▶

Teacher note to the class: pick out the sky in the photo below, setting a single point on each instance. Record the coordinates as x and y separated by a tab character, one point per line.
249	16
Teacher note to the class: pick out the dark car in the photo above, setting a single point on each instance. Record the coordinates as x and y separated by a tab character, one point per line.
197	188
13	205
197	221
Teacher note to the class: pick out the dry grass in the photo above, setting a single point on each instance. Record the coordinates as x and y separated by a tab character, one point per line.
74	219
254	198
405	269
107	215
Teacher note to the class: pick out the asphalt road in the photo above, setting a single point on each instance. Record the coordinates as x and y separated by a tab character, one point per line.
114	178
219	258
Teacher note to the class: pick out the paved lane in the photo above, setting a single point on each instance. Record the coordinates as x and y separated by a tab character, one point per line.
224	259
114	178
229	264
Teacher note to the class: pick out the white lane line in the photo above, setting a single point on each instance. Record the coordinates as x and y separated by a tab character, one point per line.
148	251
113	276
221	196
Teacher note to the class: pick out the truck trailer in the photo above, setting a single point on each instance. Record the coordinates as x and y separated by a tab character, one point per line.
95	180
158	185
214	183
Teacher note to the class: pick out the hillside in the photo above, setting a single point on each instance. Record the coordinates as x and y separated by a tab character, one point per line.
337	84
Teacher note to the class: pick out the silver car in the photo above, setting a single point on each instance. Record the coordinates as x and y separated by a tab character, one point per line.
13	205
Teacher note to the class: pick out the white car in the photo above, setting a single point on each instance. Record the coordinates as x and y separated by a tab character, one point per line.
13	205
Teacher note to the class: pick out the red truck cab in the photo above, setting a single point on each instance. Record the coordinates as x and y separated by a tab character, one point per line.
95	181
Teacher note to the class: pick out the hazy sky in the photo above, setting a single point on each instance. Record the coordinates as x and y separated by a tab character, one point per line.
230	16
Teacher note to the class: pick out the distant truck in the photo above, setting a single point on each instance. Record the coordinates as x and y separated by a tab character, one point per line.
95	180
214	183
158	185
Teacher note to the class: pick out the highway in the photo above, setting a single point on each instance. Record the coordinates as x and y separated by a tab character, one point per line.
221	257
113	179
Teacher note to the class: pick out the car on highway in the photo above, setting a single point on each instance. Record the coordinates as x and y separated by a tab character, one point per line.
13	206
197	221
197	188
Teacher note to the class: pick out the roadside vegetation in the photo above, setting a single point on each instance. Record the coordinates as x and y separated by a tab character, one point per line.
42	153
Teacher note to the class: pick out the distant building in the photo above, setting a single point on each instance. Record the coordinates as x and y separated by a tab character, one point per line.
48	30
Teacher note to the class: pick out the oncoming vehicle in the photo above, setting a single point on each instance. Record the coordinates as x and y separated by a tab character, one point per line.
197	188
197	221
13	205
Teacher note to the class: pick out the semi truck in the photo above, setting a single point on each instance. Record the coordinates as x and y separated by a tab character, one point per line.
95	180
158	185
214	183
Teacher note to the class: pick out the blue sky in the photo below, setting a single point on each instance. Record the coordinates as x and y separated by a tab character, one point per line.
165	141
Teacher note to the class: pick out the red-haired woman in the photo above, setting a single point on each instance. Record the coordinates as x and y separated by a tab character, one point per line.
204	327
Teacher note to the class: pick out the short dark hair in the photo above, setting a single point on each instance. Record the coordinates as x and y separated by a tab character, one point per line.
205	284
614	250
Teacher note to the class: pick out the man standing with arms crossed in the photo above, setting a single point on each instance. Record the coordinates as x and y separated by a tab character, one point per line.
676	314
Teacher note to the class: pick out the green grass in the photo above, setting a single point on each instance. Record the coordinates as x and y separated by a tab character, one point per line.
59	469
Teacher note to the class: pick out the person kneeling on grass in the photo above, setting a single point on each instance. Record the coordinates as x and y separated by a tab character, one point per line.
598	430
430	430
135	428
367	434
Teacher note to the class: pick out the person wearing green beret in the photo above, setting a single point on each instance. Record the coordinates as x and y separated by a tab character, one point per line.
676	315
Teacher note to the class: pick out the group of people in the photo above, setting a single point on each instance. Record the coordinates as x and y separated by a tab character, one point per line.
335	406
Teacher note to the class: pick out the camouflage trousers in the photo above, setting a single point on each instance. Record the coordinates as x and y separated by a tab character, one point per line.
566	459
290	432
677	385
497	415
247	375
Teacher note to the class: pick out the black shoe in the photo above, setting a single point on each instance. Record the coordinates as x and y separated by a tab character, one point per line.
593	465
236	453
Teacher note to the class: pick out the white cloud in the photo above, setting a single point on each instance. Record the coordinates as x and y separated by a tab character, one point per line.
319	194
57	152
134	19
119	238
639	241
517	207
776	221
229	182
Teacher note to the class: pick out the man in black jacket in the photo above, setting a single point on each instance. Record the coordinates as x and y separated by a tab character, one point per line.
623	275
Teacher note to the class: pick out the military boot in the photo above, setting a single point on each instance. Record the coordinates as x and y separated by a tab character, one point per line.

◀

**EXERCISE REQUIREMENTS**
Write the material out again word for word.

**THE COMPLETED TASK**
Teacher note to the class: pick out the sky in the photo below, setting a single point on each instance. Record the coordinates as x and y separated by a tab character, one point per line.
249	16
Teacher note to the class: pick out the dark car in the photo above, setting a single point on each instance. Record the coordinates as x and y separated by a tab character, one point per line.
197	188
13	205
197	221
Teacher note to the class: pick out the dry grass in the photo above, setting a single point on each instance. Record the coordinates as x and y separated by a tab character, one point per line.
74	219
254	198
405	269
107	215
Teacher note to the class: pick out the asphalt road in the photo above, setting a single point on each instance. Record the coordinates as x and y separated by a tab character, one point per line.
114	178
219	258
Teacher note to the class: pick out the paved lane in the photo above, setting a single point on each instance. Record the coordinates as x and y separated by a tab character, one point per line.
224	259
114	178
229	264
Teacher note to the class: pick out the white lane line in the photo above, setting a single point on each instance. Record the coordinates as x and y separated by a tab character, one point per line.
148	251
113	276
221	196
Teacher note to the class: pick out the truck trailer in the photo above, setting a single point on each instance. Record the coordinates as x and y separated by a tab character, one point per line.
95	180
158	185
214	183
Teacher note to the class: pick out the hillside in the photo above, setting a single point on each instance. Record the coordinates as x and y separated by a tab character, one point per line.
337	84
Teacher note to the class: pick out the silver car in the photo above, setting a single point on each instance. Record the coordinates as x and y separated by a tab character, one point per line.
13	205
Teacher note to the class: pick out the white car in the photo above, setting a single point on each instance. Record the coordinates as x and y separated by a tab character, one point per line.
13	205
Teacher note to the class: pick out the red truck cab in the photo above, setting a single point on each instance. Record the coordinates as x and y separated by a tab character, one point per line.
95	181
Teacher note to the class: pick out the hazy sky in the photo above, setting a single point on each instance. Record the coordinates as x and y separated by a tab character, one point per line.
230	16
Teacher note to the class: pick out the distant truck in the photo above, setting a single point on each instance. Record the coordinates as x and y separated by a tab character, one point per line.
95	180
214	183
158	185
Teacher note to the class: pick out the highway in the photo above, setting a single point on each instance. Record the coordinates as x and y separated by a tab character, one point per line.
221	257
113	179
Teacher note to the class: pick out the car on highway in the photo above, setting a single point on each instance. Record the coordinates as x and y separated by a tab character, one point per line.
13	206
197	221
197	188
Teacher note to the class: pick out the roadside vegetation in the photo above, setting a single point on each instance. Record the coordinates as x and y separated by a tab character, one point per line.
42	153
Teacher note to the class: pick out the distant building in the photo above, setting a single point on each instance. Record the coordinates as x and y separated by a tab character, one point per line.
48	30
Teacher note to the class: pick out the oncoming vehicle in the photo above, setting a single point on each instance. Record the coordinates as x and y separated by a tab character, one point per line.
197	188
197	221
13	205
Teacher note to the class: pick out the semi truck in the photo above, setting a single point on each instance. Record the coordinates as x and y separated by a tab character, one point per line.
95	180
158	185
214	183
Teacher note to the class: pick out the blue sky in the photo below, setting a single point on each instance. Record the coordinates as x and y separated by a tab character, one point per line.
165	141
Teacher note to the class: pick out the red-haired woman in the photo above, setting a single point on each instance. Record the coordinates as x and y separated by a tab character, one point per line.
204	327
Teacher note to the class: pick out the short dark hair in the photo above, setting a single point on each instance. Record the coordinates as x and y separated by a tab character, one point per line.
205	284
614	250
Teacher note to the class: pick out the man standing with arms crossed in the photo above, setting a single point on each instance. Record the coordinates as x and y separated by a tab character, one point per line.
676	314
Teacher note to the class: pick out the green grass in the photo above, setting a single point on each instance. Record the coordinates as x and y separated by a tab character, one point per line.
59	469
Teacher note to the class: pick out the person kneeling on grass in the photo above, setting a single point on each instance. Record the coordinates as x and y separated by a tab character, one point per line.
598	430
430	430
135	428
367	434
Teacher note to the class: pick out the person wearing green beret in the photo above, setting a single point on each instance. Record the coordinates as x and y separated by a tab character, one point per line.
676	315
Teacher note to the class: pick out the group of people in the photo above, setting a single point on each instance. Record the coordinates as x and y separated by a tab character, one point per line.
335	406
Teacher note to the class: pick out the camouflage trousers in the photo above, setting a single point on each instance. Record the coordinates as x and y separated by a tab character, one point per line.
566	459
290	432
677	385
497	415
247	375
Teacher note to the class: pick out the black shoe in the photo above, setting a single point on each instance. Record the coordinates as x and y separated by a tab character, one point per line.
593	465
236	453
Teacher note to the class: pick out the white cloud in the photo above, setting a single point on each instance. Record the coordinates as x and y separated by a tab character, one point per line.
319	194
57	152
134	19
119	238
639	241
517	207
776	221
229	182
Teacher note to the class: pick out the man in black jacket in the photo above, setting a single point on each instance. Record the coordinates as x and y separated by a tab character, one point per line.
623	275
Teacher note to the class: pick out the military boot in the photo above, setting a single point on each instance. Record the coordinates as x and y separated by a tab character, one point per line.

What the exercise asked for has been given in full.